Collection entries
****************
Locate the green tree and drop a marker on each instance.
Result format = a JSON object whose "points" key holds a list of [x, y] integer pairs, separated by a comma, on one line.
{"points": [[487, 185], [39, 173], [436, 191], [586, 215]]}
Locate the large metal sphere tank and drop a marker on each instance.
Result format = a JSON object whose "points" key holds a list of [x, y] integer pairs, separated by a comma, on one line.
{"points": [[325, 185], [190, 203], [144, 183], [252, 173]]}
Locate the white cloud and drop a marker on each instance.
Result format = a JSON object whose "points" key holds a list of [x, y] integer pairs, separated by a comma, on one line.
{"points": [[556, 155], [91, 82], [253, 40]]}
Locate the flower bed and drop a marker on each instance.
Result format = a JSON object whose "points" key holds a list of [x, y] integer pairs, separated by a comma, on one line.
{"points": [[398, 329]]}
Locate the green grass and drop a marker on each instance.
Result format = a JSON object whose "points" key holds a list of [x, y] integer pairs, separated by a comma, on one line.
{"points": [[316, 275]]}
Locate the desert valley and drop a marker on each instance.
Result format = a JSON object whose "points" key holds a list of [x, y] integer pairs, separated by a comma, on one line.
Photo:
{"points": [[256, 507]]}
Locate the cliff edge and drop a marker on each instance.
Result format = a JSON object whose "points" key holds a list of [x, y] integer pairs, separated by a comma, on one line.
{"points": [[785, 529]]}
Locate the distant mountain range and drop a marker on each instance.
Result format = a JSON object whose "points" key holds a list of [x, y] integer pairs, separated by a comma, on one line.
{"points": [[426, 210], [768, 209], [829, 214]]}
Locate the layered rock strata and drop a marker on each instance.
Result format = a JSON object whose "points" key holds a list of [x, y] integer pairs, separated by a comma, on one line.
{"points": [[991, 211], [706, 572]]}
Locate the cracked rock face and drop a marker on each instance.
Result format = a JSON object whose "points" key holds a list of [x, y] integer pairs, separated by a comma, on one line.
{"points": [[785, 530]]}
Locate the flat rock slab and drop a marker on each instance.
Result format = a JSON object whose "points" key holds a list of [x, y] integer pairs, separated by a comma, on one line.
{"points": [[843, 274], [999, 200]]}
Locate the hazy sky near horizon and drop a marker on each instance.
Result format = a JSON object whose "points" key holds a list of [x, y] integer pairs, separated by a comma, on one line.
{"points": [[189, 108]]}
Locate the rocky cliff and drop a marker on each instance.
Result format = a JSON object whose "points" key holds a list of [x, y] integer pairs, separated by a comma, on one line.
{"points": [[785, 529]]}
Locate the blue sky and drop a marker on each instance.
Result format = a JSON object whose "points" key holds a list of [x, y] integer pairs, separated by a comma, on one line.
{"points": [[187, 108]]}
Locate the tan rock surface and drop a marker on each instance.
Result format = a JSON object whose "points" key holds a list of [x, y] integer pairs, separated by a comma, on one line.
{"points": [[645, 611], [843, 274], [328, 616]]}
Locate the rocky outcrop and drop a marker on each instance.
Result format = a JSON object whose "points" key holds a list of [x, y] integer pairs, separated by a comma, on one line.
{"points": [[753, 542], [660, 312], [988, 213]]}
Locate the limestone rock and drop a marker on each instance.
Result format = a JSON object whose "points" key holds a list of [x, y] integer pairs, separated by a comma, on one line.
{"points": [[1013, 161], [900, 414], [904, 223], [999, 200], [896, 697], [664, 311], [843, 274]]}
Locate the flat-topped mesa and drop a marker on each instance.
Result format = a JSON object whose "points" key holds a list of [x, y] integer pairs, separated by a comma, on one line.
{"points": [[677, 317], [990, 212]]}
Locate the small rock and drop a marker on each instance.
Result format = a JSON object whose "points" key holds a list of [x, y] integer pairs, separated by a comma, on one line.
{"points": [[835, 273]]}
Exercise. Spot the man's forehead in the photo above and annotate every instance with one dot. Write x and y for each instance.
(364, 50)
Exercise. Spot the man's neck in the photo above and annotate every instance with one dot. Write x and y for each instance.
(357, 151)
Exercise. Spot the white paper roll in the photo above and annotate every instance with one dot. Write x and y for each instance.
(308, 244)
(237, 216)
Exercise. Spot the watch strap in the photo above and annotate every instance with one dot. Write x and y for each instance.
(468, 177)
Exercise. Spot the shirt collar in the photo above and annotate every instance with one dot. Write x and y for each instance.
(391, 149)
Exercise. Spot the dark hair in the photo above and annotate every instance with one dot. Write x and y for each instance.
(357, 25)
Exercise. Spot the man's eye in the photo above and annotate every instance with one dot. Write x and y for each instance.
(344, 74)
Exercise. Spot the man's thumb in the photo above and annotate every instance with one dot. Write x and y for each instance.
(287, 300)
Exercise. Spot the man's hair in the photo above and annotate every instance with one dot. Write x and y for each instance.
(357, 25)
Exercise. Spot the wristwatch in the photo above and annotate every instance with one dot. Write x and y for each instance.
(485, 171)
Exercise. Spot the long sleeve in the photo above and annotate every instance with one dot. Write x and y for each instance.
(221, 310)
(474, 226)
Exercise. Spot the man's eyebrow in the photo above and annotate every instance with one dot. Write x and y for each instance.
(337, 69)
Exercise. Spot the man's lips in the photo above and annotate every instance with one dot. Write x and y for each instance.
****************
Short task
Render every line of the material above as a numbered list, omitting any blank lines.

The completed task
1. Locate the green tree and drop a marker on each instance.
2. Result format = a JSON object whose "points" key holds a list of [x, y] integer pairs, separated by a comma, on one line.
3. {"points": [[487, 185], [39, 173], [436, 191], [586, 215]]}
4. Locate the large metal sphere tank and drop a marker on each instance.
5. Result format = a JSON object whose "points" key holds a list of [x, y] integer pairs, separated by a comma, on one line.
6. {"points": [[325, 185], [190, 203], [144, 183], [252, 173]]}
7. Locate the white cloud and drop a marker on each instance.
8. Result format = a JSON object whose "points" key holds a list of [x, y] integer pairs, separated by a comma, on one line.
9. {"points": [[556, 155], [91, 82], [253, 40]]}
10. Locate the flower bed and drop a marker on each instance.
11. Result format = a JSON object whose "points" key holds a list of [x, y] integer pairs, separated by a comma, on one line.
12. {"points": [[398, 329]]}
13. Locate the green grass and drop a marker on each instance.
14. Result format = a JSON object whose "points" key holds a list of [x, y] integer pairs, separated by a comma, on one line.
15. {"points": [[316, 275]]}
16. Locate the desert valley and drop a marker on each instance.
17. Result format = a JSON object whose "points" key holds a list of [x, y] integer pairs, separated by a comma, on one line.
18. Photo:
19. {"points": [[256, 507]]}
20. Locate the cliff edge and drop a marker on each instance.
21. Result format = a JSON object whose "points" key holds a list of [x, y] integer pairs, separated by a comma, on one line.
22. {"points": [[785, 529]]}
23. Locate the distant mountain range and drop a marker on each instance.
24. Result format = a JSON object whose "points" key holds a list of [x, y] integer pairs, separated by a comma, on one line.
25. {"points": [[426, 210], [768, 209], [829, 214]]}
26. Locate the layered rock strata and drop a marker on each instance.
27. Result format = a JSON object whose "points" key holds a list of [x, y] integer pairs, separated by a comma, on one line.
28. {"points": [[991, 211], [706, 572]]}
29. Locate the cracked rock face and drop a marker on each instance.
30. Result format = a JSON object whose "points" key holds a list of [x, y] integer pairs, separated by a comma, on one line.
31. {"points": [[785, 530]]}
32. Locate the flat rock slab and drop a marker on each instance.
33. Result format = a JSON object whose "points" key holds a list of [x, y] integer pairs, separated by a comma, on one line.
34. {"points": [[843, 274], [999, 200]]}
35. Locate the hazy sky near horizon and drop a marker on each instance.
36. Result format = a JSON object whose "points" key holds a list of [x, y] integer pairs, separated by a comma, on one line.
37. {"points": [[189, 108]]}
38. Locate the rocky cliff and drop a marker on each instance.
39. Result format = a JSON object whose "points" key holds a list of [x, y] integer pairs, separated by a comma, on one line.
40. {"points": [[785, 529]]}
41. Locate the blue sky and drop a marker on each instance.
42. Result format = a JSON object whose "points" key holds a list of [x, y] integer pairs, separated by a comma, on one line.
43. {"points": [[187, 108]]}
44. Locate the tan rock surface and drop a marker on each instance.
45. Result format = a JSON object whose "points" key holds a list of [x, y] integer pairs, separated by a comma, on one line.
46. {"points": [[645, 611], [843, 274], [328, 616]]}
47. Locate the rocky outcrop and drop a marker on each instance.
48. Result format = a JSON object whose "points" key holds a list of [x, y] integer pairs, separated by a comma, on one line.
49. {"points": [[753, 542], [660, 312], [988, 213]]}
50. Locate the limestone rock and drop a marker on each instance.
51. Result format = a JSON object whose "points" key holds a list of [x, y] integer pairs, separated by a comma, on one line.
52. {"points": [[1013, 161], [900, 414], [904, 223], [999, 200], [896, 697], [664, 311], [843, 274]]}
53. Locate the flat-topped mesa and drop a marker on each instance.
54. Result format = a JSON object whose "points" key holds a list of [x, y] integer pairs, separated by a comma, on one line.
55. {"points": [[677, 317], [990, 212]]}
56. Locate the small rock and drop a marker on each instance.
57. Result format = a JSON object whose "points" key holds a list of [x, y] integer pairs, separated by a comma, on one line.
58. {"points": [[835, 273]]}
59. Exercise. Spot the man's forehead in the photo above and annotate every instance with one dot. Write x and y for each instance.
60. (364, 50)
61. Exercise. Spot the man's neck in the photo above and annotate every instance with one dot. Write x and y for each instance.
62. (357, 151)
63. Exercise. Spot the white paper roll in the photo above and annotate every instance with one dot. Write x and y for each instance.
64. (308, 244)
65. (237, 216)
66. Exercise. Spot the watch strap in the photo above and annotate every instance with one dot. Write x and y for each instance.
67. (468, 177)
68. Exercise. Spot the shirt collar in the photo above and annotate every instance with one dot. Write x and y for each instance.
69. (391, 149)
70. Exercise. Spot the dark hair in the photo above and annotate every instance with one dot. Write x and y for each instance.
71. (357, 25)
72. Exercise. Spot the man's eye in the photo above and annotate every instance with one dot. Write x and y for each instance.
73. (344, 74)
74. Exercise. Spot the man's thumb in the photo above and annotate every instance with one dot. Write x and y for each instance.
75. (287, 300)
76. Exercise. Spot the man's hair in the photo above and annotate every instance with one dot. Write x and y for each instance.
77. (357, 25)
78. Exercise. Spot the wristwatch in the photo above and annotate every instance with one dot. Write x and y for each instance.
79. (485, 171)
80. Exercise. Spot the long sleeve in the photo above and annotate every instance with one dot. Write x and y for each instance.
81. (221, 310)
82. (474, 226)
83. Exercise. Spot the man's eyebrow in the photo above and annotate every instance with one dot. Write x and y for each instance.
84. (337, 69)
85. Exercise. Spot the man's lips in the photo above and annotate every instance with one dot. Write x and y for each instance.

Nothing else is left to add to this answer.